**Exercise**
Put the lines of the material below, from the line containing "For the scouting tally, point out every instance of the thin" through the line containing "(1009, 556)", into a numbered list, with both of those lines included and blank lines omitted.

**Stored items**
* * * * * * * * *

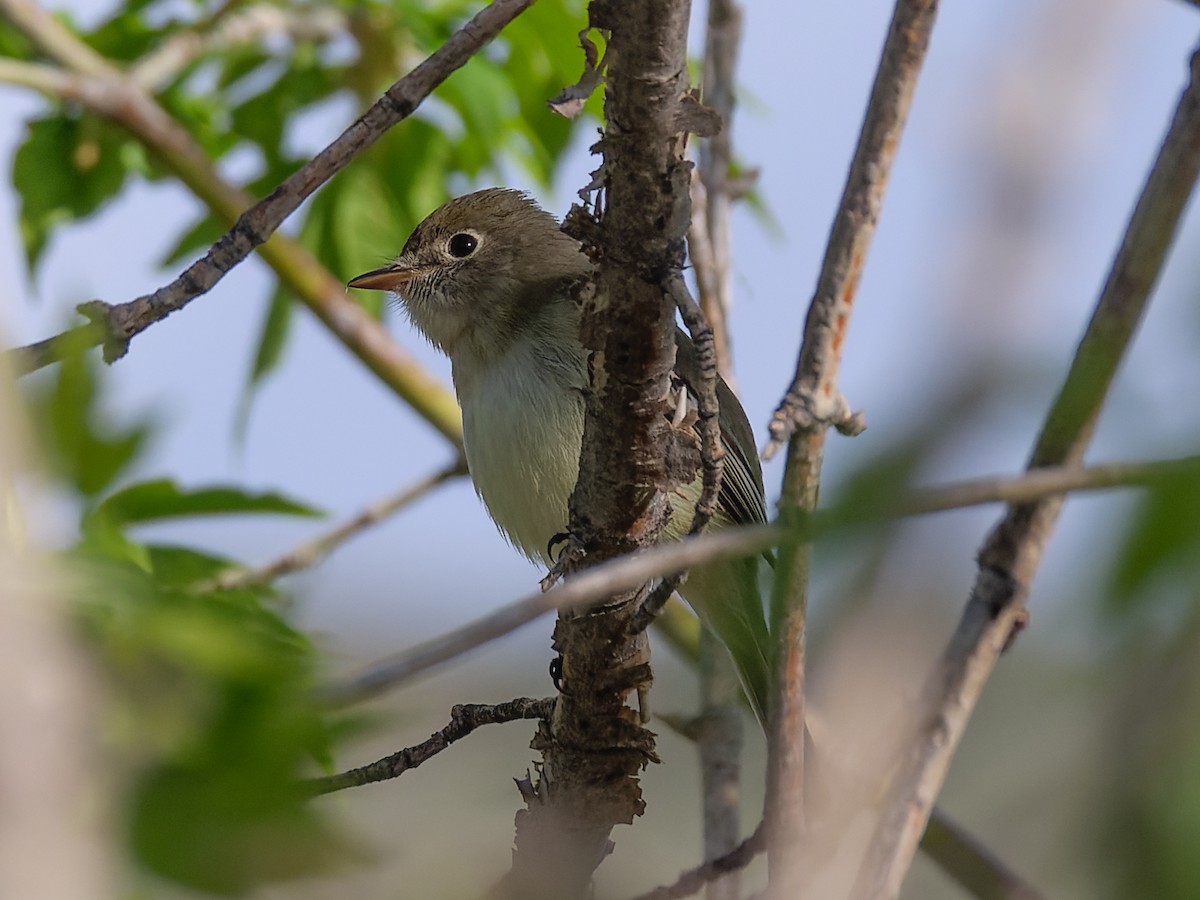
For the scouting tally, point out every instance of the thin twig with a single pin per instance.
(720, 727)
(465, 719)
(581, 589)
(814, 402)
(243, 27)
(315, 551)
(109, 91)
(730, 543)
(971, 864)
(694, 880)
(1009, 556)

* * * * * * * * *

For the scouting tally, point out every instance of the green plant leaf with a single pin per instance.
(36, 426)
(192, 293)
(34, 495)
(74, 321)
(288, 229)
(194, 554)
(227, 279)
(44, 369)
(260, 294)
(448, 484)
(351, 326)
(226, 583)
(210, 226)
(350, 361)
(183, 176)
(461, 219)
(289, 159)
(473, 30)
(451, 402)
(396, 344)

* * * * * * * * *

**Finished answer**
1. For the scouting tally, point out every instance of the thin twig with a single pin per instance.
2. (720, 727)
3. (465, 719)
4. (581, 589)
5. (814, 402)
6. (243, 27)
7. (315, 551)
8. (109, 91)
9. (730, 543)
10. (971, 864)
11. (694, 880)
12. (1009, 556)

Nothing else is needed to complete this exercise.